* **What is required**: Echo the data below verbatim, beginning at the line that contains "Draw the outline of every instance of the sprinkle-topped" and continuing through the end of the data.
^^^^^^^^
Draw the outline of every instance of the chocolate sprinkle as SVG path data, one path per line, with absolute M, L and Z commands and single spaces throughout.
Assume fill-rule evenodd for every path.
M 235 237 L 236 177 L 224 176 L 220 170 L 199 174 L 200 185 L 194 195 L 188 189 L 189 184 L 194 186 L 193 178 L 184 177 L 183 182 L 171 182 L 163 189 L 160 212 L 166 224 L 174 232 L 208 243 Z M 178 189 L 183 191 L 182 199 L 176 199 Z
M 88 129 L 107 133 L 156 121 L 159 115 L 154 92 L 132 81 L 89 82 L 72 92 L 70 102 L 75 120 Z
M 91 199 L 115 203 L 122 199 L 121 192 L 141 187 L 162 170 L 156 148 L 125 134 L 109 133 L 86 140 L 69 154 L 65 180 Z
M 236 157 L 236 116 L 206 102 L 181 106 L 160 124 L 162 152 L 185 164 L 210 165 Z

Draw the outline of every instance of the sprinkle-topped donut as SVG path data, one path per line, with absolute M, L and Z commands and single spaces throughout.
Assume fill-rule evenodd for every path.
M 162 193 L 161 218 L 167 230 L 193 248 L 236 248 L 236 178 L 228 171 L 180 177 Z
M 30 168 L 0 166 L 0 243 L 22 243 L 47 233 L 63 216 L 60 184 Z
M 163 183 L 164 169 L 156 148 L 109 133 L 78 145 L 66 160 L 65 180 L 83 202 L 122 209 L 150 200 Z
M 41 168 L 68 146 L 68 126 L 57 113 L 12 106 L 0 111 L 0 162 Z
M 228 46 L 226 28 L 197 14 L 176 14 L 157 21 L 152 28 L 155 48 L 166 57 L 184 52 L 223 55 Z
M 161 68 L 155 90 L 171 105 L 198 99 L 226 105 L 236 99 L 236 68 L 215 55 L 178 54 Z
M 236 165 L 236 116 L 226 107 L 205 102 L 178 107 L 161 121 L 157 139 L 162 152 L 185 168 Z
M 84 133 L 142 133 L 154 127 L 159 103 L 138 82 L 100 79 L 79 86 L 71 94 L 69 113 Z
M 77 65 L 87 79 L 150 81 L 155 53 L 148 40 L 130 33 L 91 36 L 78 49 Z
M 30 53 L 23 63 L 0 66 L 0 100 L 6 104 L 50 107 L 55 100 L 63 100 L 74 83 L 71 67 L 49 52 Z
^^^^^^^^
* **Answer to this task**:
Draw the outline of every instance of the sprinkle-topped donut as SVG path data, one path per line, with absolute M, L and Z commands and single spaces throughout.
Assume fill-rule evenodd for every path.
M 162 193 L 161 218 L 167 230 L 193 248 L 236 248 L 236 178 L 228 171 L 180 177 Z
M 30 168 L 0 166 L 0 243 L 22 243 L 47 233 L 63 216 L 60 184 Z
M 163 183 L 164 169 L 156 148 L 109 133 L 78 145 L 66 160 L 65 180 L 83 202 L 122 209 L 150 200 Z
M 41 168 L 68 146 L 68 126 L 57 113 L 12 106 L 0 111 L 0 162 Z
M 228 46 L 226 28 L 197 14 L 176 14 L 157 21 L 152 28 L 155 48 L 166 57 L 184 52 L 223 55 Z
M 161 68 L 155 90 L 171 105 L 198 99 L 226 105 L 236 99 L 236 68 L 215 55 L 178 54 Z
M 236 165 L 236 116 L 226 107 L 205 102 L 178 107 L 161 121 L 157 139 L 162 152 L 185 168 Z
M 84 133 L 142 133 L 154 127 L 159 103 L 138 82 L 100 79 L 79 86 L 71 94 L 69 113 Z
M 77 65 L 87 79 L 150 81 L 155 53 L 148 40 L 130 33 L 91 36 L 78 49 Z
M 30 53 L 23 63 L 0 66 L 0 100 L 6 104 L 50 107 L 55 100 L 63 100 L 74 83 L 71 67 L 49 52 Z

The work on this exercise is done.